## BRIEF
Repeat the lines that follow, leaving nothing out.

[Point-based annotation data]

──────────

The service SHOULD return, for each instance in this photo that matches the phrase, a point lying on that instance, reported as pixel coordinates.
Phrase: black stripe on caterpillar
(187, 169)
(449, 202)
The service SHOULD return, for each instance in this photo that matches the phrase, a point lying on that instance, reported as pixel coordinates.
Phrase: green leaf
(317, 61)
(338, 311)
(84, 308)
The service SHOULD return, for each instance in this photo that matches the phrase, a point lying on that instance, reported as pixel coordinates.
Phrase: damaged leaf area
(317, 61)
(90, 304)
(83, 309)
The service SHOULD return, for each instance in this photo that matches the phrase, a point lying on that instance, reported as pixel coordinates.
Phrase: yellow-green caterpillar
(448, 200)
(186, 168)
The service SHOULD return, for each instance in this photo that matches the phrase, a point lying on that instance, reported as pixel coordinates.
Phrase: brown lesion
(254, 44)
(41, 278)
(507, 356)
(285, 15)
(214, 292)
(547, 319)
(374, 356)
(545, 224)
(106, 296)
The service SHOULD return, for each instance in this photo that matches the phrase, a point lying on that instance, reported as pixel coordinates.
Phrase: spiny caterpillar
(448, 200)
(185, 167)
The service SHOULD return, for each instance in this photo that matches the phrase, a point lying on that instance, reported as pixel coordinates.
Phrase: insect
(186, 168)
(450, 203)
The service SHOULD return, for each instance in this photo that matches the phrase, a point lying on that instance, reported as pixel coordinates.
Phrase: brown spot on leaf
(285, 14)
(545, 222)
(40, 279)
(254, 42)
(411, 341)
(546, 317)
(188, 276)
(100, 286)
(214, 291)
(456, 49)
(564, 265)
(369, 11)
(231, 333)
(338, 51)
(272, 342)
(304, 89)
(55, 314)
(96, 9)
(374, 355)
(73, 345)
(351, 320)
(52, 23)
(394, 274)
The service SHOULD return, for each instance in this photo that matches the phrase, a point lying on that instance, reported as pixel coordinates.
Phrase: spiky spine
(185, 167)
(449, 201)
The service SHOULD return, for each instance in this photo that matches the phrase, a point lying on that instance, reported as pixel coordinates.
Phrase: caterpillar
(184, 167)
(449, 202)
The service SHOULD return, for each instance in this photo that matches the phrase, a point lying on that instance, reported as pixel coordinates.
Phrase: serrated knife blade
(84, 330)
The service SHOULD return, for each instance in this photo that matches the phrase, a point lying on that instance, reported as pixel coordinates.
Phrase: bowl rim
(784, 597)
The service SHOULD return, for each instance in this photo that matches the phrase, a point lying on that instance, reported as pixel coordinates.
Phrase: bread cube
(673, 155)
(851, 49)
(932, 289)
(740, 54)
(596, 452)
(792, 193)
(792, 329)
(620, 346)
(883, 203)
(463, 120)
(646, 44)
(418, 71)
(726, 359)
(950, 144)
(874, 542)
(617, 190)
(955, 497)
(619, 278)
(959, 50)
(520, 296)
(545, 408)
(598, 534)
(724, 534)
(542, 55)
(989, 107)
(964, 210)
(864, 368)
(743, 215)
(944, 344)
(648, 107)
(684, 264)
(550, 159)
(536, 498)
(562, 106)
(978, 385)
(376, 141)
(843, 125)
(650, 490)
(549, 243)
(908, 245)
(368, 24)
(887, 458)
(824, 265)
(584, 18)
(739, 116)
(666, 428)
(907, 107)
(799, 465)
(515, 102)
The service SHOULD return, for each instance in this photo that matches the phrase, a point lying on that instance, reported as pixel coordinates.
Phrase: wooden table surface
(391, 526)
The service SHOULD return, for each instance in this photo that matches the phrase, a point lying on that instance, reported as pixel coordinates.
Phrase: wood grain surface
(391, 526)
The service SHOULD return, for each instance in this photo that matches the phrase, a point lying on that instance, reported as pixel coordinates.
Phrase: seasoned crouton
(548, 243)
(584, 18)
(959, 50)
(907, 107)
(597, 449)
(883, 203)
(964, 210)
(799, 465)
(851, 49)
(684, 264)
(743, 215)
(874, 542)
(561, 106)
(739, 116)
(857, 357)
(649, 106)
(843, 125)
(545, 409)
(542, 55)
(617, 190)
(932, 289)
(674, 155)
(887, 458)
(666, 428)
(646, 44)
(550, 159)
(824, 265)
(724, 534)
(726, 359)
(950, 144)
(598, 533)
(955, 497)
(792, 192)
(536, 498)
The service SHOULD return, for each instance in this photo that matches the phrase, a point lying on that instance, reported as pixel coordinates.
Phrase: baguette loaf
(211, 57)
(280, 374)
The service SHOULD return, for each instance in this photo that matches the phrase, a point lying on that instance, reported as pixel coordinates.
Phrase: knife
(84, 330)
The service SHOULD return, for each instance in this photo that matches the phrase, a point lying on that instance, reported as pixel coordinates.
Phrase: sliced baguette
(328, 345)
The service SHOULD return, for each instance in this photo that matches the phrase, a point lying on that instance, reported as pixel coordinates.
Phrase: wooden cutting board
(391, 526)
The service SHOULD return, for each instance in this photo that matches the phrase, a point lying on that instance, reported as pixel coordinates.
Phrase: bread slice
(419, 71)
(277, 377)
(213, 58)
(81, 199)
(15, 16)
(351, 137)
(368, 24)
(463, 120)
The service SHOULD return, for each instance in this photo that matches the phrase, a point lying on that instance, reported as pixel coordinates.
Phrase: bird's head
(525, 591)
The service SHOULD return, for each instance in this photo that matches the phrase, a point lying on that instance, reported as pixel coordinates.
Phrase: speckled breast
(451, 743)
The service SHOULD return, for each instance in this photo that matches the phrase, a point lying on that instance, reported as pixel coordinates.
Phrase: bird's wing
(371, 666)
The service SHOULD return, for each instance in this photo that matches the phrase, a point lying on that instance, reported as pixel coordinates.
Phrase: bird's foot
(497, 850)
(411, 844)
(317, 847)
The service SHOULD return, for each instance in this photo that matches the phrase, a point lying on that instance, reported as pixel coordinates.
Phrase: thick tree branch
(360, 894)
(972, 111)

──────────

## ANSWER TO THIS EXERCISE
The service SHOULD return, for each instance in this photo that matches the phrase, a point lying on that instance, reported as pixel coordinates.
Phrase: black stripe on caterpillar
(187, 169)
(449, 202)
The service SHOULD return, for each instance in this photo that matches the phrase, a point lying on that instance, reported as pixel coordinates.
Phrase: green leaf
(317, 61)
(338, 311)
(84, 308)
The service SHOULD return, for each instance in this photo that matches the phrase, a point lying on that instance, reported as pixel coordinates.
Phrase: damaged leaf area
(317, 61)
(90, 304)
(83, 309)
The service SHOULD return, for each instance in this photo that matches the phrase, a point lying on that instance, reported as pixel coordinates.
Phrase: yellow-green caterpillar
(448, 200)
(186, 168)
The service SHOULD return, for each instance in this photo that matches the phrase, a point lying on that instance, reported as pixel coordinates.
Phrase: brown lesion
(254, 44)
(41, 278)
(507, 356)
(285, 15)
(214, 292)
(547, 319)
(374, 356)
(545, 224)
(106, 296)
The service SHOULD return, for each instance in this photo that matches the phrase, a point lying on that instance, reported as pixel coordinates.
Phrase: spiny caterpillar
(448, 200)
(185, 167)
The service SHOULD return, for each instance in this photo that matches the phrase, a point lying on that instance, reported as pixel coordinates.
Phrase: insect
(186, 168)
(450, 203)
The service SHOULD return, for each instance in this photo that matches the phrase, a point lying on that instance, reported as pixel coordinates.
Phrase: brown spot on leaf
(285, 14)
(545, 222)
(40, 279)
(254, 42)
(411, 341)
(546, 317)
(188, 276)
(100, 286)
(214, 291)
(456, 49)
(564, 265)
(369, 11)
(231, 333)
(338, 51)
(272, 342)
(304, 89)
(55, 314)
(96, 9)
(374, 355)
(73, 345)
(351, 320)
(52, 23)
(394, 274)
The service SHOULD return, for each instance in this photo that matches the phrase, a point lying on that instance, reported as pixel coordinates.
Phrase: spiky spine
(185, 167)
(449, 201)
The service SHOULD return, for each instance in this photo that matches the phrase, a point lying on that instance, reported as pixel coordinates.
Phrase: caterpillar
(184, 167)
(449, 202)
The service SHOULD return, for each instance in this photo that matches the phrase, a point lying on that instance, reported as pixel coordinates.
Phrase: serrated knife blade
(84, 330)
The service SHOULD return, for each instance in this photo that matches the phrase, a point lying on that instance, reported as pixel coordinates.
Phrase: bowl rim
(784, 597)
The service SHOULD return, for each instance in this photo that matches the phrase, a point lying on that instance, reported as pixel coordinates.
Phrase: bread cube
(673, 155)
(851, 49)
(932, 289)
(740, 54)
(596, 452)
(792, 193)
(792, 329)
(620, 346)
(883, 203)
(463, 120)
(646, 44)
(418, 71)
(726, 359)
(950, 144)
(874, 542)
(617, 190)
(955, 497)
(619, 278)
(959, 50)
(520, 296)
(545, 408)
(598, 534)
(724, 534)
(542, 55)
(989, 107)
(964, 210)
(864, 368)
(743, 215)
(944, 344)
(648, 107)
(684, 264)
(550, 159)
(536, 498)
(562, 106)
(978, 385)
(376, 141)
(843, 125)
(650, 490)
(549, 243)
(908, 245)
(368, 24)
(887, 458)
(824, 265)
(584, 18)
(739, 116)
(666, 428)
(907, 107)
(799, 465)
(515, 102)
The service SHOULD return, for each instance in this photo that matches the phrase, a point lying on that instance, reported as pixel coordinates.
Phrase: wooden table surface
(391, 526)
The service SHOULD return, for each instance in this photo that matches the phrase, a point lying on that instance, reported as pixel coordinates.
Phrase: wood grain surface
(391, 526)
The service SHOULD return, for each instance in this photo that matches the phrase, a point lying on that instance, reported as pixel coordinates.
Phrase: seasoned crouton
(548, 243)
(584, 18)
(959, 50)
(907, 107)
(597, 449)
(883, 203)
(964, 210)
(799, 465)
(851, 49)
(684, 264)
(743, 215)
(874, 542)
(561, 106)
(739, 116)
(857, 357)
(649, 106)
(843, 125)
(545, 409)
(542, 55)
(617, 190)
(932, 289)
(674, 155)
(887, 458)
(666, 428)
(646, 44)
(550, 159)
(824, 265)
(724, 534)
(726, 359)
(950, 144)
(598, 533)
(955, 497)
(792, 192)
(536, 498)
The service SHOULD return, for each instance in this photo that matches the phrase, a point lying on that instance, reported as pixel coordinates.
Phrase: baguette loaf
(211, 57)
(280, 374)
The service SHOULD return, for each instance in this photo that matches the phrase, a point lying on that instance, reported as pixel coordinates.
Phrase: knife
(84, 330)
The service SHOULD return, for each instance in this photo that matches the phrase, a point lying on that instance, reported as pixel coordinates.
Phrase: sliced baguette
(328, 345)
The service SHOULD return, for each instance in this photo that matches the phrase, a point lying on that instance, reported as pixel coordinates.
Phrase: wooden cutting board
(391, 526)
The service SHOULD return, for each instance in this photo that matches the phrase, a point lying on that instance, reported as pixel coordinates.
Phrase: bread slice
(419, 71)
(277, 377)
(213, 58)
(81, 199)
(15, 16)
(351, 137)
(368, 24)
(463, 120)
The service SHOULD return, for each instance in this photo that matches the phrase, a point lying on that instance, reported as pixel coordinates.
Phrase: bird's head
(525, 591)
The service SHOULD return, for each instance in this photo that matches the phrase, a point lying on that instance, reported as pixel coordinates.
Phrase: speckled breast
(451, 743)
The service SHOULD return, for each instance in this photo that matches the phrase, a point lying on that instance, reported as pixel coordinates.
Phrase: bird's wing
(371, 666)
The service SHOULD return, for each instance in this photo that matches the phrase, a point lying on that instance, reported as pixel coordinates.
Phrase: bird's foot
(497, 850)
(411, 844)
(317, 847)
The service SHOULD return, for each instance in this photo that matches the phrase, a point lying on that instance, reported as pixel coordinates.
Phrase: thick tree branch
(360, 894)
(972, 111)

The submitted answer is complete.